▶ **Passage to read**
The rental proceeds is less than the value if you use it yourself. This is because of the Maintenance Fees and because it has to be a good deal for the renter as well, so you are "giving" the renter some of your value. So, while it may be appealing to buy and rent out for a while, you are really just borrowing money to subsidize someone else's vacations.
If DVC makes sense for you, save the money and pay cash. Then use it yourself.
 
Doing some basic arithmetic (not factoring Time Value of Money), it seems like it would take quite a while to break even doing that.

Example) Saratoga = $110 per point, Maintenance Fee = 6.40 Per Point. Lets assume you buy 100 points and rent out at $15 per point.

15 - 6.40 = 8.60
8.60 x 100 = 860
110 x 100 = 11,000

11,000 / 860 = 12.8 before you can even utilize your purchase.
 


Doing some basic arithmetic (not factoring Time Value of Money), it seems like it would take quite a while to break even doing that.

Example) Saratoga = $110 per point, Maintenance Fee = 6.40 Per Point. Lets assume you buy 100 points and rent out at $15 per point.

15 - 6.40 = 8.60
8.60 x 100 = 860
110 x 100 = 11,000

11,000 / 860 = 12.8 before you can even utilize your purchase.
You also pay tax on the rental income. The buy-in cost is not deductible.

▶ **The tasks**
**a)** Summarize the passage on renting out DVC points in two sentences.
**b)** In the passage on renting out DVC points, what Maintenance Fee per point does the Saratoga example use?
**c)** Continue the passage on renting out DVC points from its final sentence.

[Entries from an annotation dataset]

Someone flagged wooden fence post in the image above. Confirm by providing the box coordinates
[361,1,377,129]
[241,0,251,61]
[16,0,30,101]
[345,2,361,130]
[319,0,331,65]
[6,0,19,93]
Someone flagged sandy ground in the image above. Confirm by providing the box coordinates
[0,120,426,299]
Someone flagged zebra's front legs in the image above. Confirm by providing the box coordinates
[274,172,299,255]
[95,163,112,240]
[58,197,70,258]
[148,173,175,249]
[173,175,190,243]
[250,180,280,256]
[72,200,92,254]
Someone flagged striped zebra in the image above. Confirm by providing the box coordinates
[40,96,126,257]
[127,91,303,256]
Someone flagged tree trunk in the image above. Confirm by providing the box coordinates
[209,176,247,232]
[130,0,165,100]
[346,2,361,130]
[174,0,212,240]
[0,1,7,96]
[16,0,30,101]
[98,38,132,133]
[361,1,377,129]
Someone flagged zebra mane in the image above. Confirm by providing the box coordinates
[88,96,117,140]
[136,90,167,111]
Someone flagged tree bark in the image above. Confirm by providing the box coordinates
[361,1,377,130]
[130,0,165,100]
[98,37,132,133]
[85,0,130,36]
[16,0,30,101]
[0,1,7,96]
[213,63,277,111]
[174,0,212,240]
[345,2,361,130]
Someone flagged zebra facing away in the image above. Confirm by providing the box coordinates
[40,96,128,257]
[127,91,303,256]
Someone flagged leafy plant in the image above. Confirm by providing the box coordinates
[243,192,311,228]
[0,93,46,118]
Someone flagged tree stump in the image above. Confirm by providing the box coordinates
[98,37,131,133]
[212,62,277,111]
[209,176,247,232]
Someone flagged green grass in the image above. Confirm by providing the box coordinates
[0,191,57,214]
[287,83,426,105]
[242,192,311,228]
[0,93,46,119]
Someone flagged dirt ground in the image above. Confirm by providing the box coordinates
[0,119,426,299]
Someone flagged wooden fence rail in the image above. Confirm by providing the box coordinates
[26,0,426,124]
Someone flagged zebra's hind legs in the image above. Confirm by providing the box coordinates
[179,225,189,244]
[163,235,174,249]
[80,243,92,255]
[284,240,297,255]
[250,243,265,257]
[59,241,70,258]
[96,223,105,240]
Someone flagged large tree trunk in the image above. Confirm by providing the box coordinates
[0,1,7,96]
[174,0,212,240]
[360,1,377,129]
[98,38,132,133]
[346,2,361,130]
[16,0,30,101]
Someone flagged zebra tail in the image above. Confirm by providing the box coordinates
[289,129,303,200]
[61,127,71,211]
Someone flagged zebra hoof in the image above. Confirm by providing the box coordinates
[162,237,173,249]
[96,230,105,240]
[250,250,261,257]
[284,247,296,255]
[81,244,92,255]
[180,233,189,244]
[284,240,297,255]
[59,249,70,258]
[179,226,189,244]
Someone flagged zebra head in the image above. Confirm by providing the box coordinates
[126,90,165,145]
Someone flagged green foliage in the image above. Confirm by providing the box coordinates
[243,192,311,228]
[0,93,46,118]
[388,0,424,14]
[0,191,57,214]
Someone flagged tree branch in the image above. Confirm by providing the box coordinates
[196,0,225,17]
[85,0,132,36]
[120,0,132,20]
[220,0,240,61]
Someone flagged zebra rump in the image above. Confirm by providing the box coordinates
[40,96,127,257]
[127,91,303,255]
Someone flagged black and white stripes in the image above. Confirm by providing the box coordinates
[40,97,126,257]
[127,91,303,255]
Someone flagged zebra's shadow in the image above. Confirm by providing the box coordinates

▶ **Expected answers**
**a)** Renting out DVC points brings in less than the value of using them yourself, because of the Maintenance Fees and because the deal has to be good for the renter too, so buying to rent means borrowing money to subsidize someone else's vacations; if DVC makes sense, the writer advises saving, paying cash, and using it yourself. A Saratoga example with 100 points at $110 per point, a 6.40 per point Maintenance Fee, and rentals at $15 per point comes out to 12.8 before the purchase can be used, and rental income is also taxed while the buy-in cost is not deductible.

**b)** 6.40 per point.

**c)**
Doing some basic arithmetic (not factoring Time Value of Money), it seems like it would take quite a while to break even doing that.

Example) Saratoga = $110 per point, Maintenance Fee = 6.40 Per Point. Lets assume you buy 100 points and rent out at $15 per point.

15 - 6.40 = 8.60
8.60 x 100 = 860
110 x 100 = 11,000

11,000 / 860 = 12.8 before you can even utilize your purchase.
You also pay tax on the rental income. The buy-in cost is not deductible.
Plus he is financing, so would take even longer.
 
Doing some basic arithmetic (not factoring Time Value of Money), it seems like it would take quite a while to break even doing that.

Example) Saratoga = $110 per point, Maintenance Fee = 6.40 Per Point. Lets assume you buy 100 points and rent out at $15 per point.

15 - 6.40 = 8.60
8.60 x 100 = 860
110 x 100 = 11,000

11,000 / 860 = 12.8 before you can even utilize your purchase.

Not only that, by the time you break even, some of the DVC Home Resort contracts won't have many RTU years left for you to actually enjoy. That's the flaw of thinking of trying to re-coup your initial purchase price.

Great3
 


You also pay tax on the rental income. The buy-in cost is not deductible.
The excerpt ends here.